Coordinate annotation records
==========

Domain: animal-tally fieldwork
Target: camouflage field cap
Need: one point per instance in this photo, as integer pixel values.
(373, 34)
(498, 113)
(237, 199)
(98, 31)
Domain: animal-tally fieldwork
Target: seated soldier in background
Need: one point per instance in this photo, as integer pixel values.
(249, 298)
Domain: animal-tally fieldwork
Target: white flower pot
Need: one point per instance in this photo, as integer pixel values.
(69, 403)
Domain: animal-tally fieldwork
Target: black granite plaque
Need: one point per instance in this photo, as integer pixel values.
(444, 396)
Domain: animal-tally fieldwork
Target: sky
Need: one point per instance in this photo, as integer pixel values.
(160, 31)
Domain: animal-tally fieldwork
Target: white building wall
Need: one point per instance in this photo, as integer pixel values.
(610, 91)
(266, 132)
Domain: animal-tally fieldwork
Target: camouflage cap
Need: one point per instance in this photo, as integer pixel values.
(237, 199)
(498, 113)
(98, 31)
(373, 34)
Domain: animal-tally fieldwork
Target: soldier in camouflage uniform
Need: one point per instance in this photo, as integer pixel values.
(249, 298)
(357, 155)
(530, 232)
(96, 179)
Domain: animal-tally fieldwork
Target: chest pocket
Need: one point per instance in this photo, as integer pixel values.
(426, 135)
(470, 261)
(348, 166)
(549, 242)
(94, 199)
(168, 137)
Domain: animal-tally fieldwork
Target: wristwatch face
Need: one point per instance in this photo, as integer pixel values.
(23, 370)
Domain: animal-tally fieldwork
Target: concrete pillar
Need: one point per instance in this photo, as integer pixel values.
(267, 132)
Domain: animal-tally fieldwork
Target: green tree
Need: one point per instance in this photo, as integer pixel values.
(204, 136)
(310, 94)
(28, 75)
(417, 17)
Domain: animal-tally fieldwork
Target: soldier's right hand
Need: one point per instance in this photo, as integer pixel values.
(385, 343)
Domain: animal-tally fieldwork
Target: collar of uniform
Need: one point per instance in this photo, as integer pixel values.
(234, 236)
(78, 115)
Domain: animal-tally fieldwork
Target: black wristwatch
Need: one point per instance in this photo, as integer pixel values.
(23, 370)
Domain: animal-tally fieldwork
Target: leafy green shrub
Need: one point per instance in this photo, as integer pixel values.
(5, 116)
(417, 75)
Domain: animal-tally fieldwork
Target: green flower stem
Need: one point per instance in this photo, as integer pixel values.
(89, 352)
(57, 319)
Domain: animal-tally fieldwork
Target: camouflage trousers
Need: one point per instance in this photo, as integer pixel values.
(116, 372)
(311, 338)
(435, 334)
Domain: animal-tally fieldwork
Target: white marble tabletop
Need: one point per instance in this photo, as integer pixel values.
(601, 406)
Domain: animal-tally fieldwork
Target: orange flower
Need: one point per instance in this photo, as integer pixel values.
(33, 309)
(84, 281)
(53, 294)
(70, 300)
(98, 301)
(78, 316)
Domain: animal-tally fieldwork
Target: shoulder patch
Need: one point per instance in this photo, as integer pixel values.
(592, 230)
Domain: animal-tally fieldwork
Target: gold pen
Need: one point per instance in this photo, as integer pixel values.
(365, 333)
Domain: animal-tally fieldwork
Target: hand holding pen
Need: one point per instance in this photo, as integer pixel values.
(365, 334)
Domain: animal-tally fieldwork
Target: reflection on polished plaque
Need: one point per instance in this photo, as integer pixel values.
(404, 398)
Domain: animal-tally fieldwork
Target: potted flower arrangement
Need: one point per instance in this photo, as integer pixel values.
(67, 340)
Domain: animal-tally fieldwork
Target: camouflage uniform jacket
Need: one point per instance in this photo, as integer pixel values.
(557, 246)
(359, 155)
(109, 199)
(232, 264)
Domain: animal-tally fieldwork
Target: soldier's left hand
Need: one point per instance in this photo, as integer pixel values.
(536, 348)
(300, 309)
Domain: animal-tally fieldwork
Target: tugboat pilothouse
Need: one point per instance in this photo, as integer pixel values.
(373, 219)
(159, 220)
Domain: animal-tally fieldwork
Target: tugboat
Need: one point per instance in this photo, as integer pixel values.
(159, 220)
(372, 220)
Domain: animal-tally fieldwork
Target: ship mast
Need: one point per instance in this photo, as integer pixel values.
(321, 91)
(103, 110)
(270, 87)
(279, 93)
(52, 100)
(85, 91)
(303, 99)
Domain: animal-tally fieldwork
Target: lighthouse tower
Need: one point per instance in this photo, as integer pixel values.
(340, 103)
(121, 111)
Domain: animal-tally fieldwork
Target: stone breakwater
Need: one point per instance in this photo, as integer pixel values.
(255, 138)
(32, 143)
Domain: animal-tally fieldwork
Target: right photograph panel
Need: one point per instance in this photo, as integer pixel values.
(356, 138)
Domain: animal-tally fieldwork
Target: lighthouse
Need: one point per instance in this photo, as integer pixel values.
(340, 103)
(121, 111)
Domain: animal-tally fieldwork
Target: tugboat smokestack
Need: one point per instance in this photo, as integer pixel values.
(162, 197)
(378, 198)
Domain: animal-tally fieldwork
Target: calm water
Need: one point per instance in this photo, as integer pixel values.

==========

» **What you need to do**
Please output the entire listing exactly as it stands.

» **Response to this task**
Domain: animal-tally fieldwork
Target: camouflage field cap
Need: one point per instance in this photo, as integer pixel values.
(373, 34)
(498, 113)
(237, 199)
(98, 31)
Domain: animal-tally fieldwork
Target: seated soldier in background
Need: one point per instance in this photo, as integer pixel values.
(249, 298)
Domain: animal-tally fieldwork
Target: white flower pot
Need: one point per instance in this photo, as integer pixel values.
(69, 403)
Domain: animal-tally fieldwork
Target: black granite plaque
Need: one point per instance in this photo, as integer pixel values.
(444, 396)
Domain: animal-tally fieldwork
Target: sky
Need: one point per instance in this photo, as integer pixel values.
(160, 31)
Domain: animal-tally fieldwork
Target: white building wall
Need: one point per instance in this photo, as integer pixel values.
(610, 91)
(266, 132)
Domain: animal-tally fieldwork
Target: camouflage cap
Need: one point per instance in this photo, as integer pixel values.
(237, 199)
(498, 113)
(98, 31)
(373, 34)
Domain: animal-tally fieldwork
Target: soldier in camouflage uniform
Need: one point per instance in this photo, as integer pixel values.
(249, 298)
(357, 155)
(530, 232)
(96, 179)
Domain: animal-tally fieldwork
Target: chest pocket
Need: one point per instance in this photo, as integer pixel values.
(426, 135)
(470, 261)
(348, 166)
(549, 242)
(94, 199)
(168, 137)
Domain: animal-tally fieldwork
Target: wristwatch face
Need: one point per instance in this photo, as integer pixel values.
(23, 370)
Domain: animal-tally fieldwork
Target: concrete pillar
Need: one point per instance in this photo, as integer pixel values.
(267, 132)
Domain: animal-tally fieldwork
Target: green tree
Need: one point per instance in this photo, as integer pixel values.
(204, 136)
(310, 94)
(28, 75)
(417, 17)
Domain: animal-tally fieldwork
Target: soldier's right hand
Need: one point per instance in this photo, as integer pixel values.
(385, 343)
Domain: animal-tally fieldwork
Target: collar of uniform
Need: one point per instance in this photo, as integer pixel values.
(234, 236)
(78, 115)
Domain: animal-tally fieldwork
Target: black wristwatch
Need: one point per instance in this photo, as integer pixel values.
(23, 370)
Domain: animal-tally fieldwork
Target: leafy green shrub
Need: one point per instance in this photo, as integer pixel values.
(5, 116)
(417, 75)
Domain: animal-tally fieldwork
Target: green flower stem
Need: one point per instance in this photo, as integer pixel values.
(89, 352)
(57, 319)
Domain: animal-tally fieldwork
Target: camouflage trousers
Need: one point per instance in this photo, as integer pixel values.
(116, 372)
(311, 338)
(435, 334)
Domain: animal-tally fieldwork
Target: white marble tabletop
Need: one point per instance in this photo, as integer pixel values.
(601, 406)
Domain: animal-tally fieldwork
Target: orange flower
Need: one point per instance in this photo, as integer pixel values.
(33, 309)
(84, 281)
(53, 294)
(70, 300)
(98, 301)
(78, 316)
Domain: animal-tally fieldwork
Target: shoulder patch
Need: one point per instance in this photo, as integer pixel values.
(592, 230)
Domain: animal-tally fieldwork
Target: gold pen
Need: one point per instance in this photo, as integer pixel values.
(365, 333)
Domain: animal-tally fieldwork
Target: hand holding pen
Need: one point per instance in this photo, as integer pixel values.
(365, 334)
Domain: animal-tally fieldwork
Target: reflection on polished plaque
Need: one point per instance in this photo, as integer pixel values.
(404, 398)
Domain: animal-tally fieldwork
Target: potted flower arrangement
Need: one point per instance in this photo, as integer pixel values.
(67, 340)
Domain: animal-tally fieldwork
Target: camouflage uniform jacket
Need: one point per instance in this photo, as integer pixel values.
(557, 246)
(359, 155)
(109, 199)
(232, 264)
Domain: animal-tally fieldwork
Target: soldier's left hand
Need: one point per instance in this photo, as integer pixel values.
(536, 348)
(300, 309)
Domain: animal-tally fieldwork
Target: tugboat pilothouse
Need: one point per instance in this photo, as integer pixel values.
(373, 219)
(159, 220)
Domain: animal-tally fieldwork
Target: tugboat
Need: one point per instance in this photo, as integer pixel values.
(159, 220)
(372, 220)
Domain: animal-tally fieldwork
Target: ship mast
Need: one point per instance in this photo, as integer pixel values.
(321, 91)
(103, 110)
(270, 87)
(279, 93)
(52, 100)
(85, 91)
(303, 99)
Domain: animal-tally fieldwork
Target: lighthouse tower
Need: one point per instance in this photo, as integer pixel values.
(340, 103)
(121, 111)
Domain: animal-tally fieldwork
Target: stone breakwater
Need: one point per instance in this photo, as integer pixel values.
(255, 138)
(32, 143)
Domain: animal-tally fieldwork
Target: right photograph panel
Need: one point per instance in this photo, as integer pixel values.
(356, 138)
Domain: animal-tally fieldwork
Target: lighthouse
Need: one point per instance in this photo, as integer pixel values.
(340, 103)
(121, 111)
Domain: animal-tally fieldwork
Target: tugboat smokestack
Need: one point per instance in this photo, as integer pixel values.
(162, 197)
(378, 198)
Domain: animal-tally fieldwork
Target: calm water
Need: one point per instance in this photo, as integer pixel values.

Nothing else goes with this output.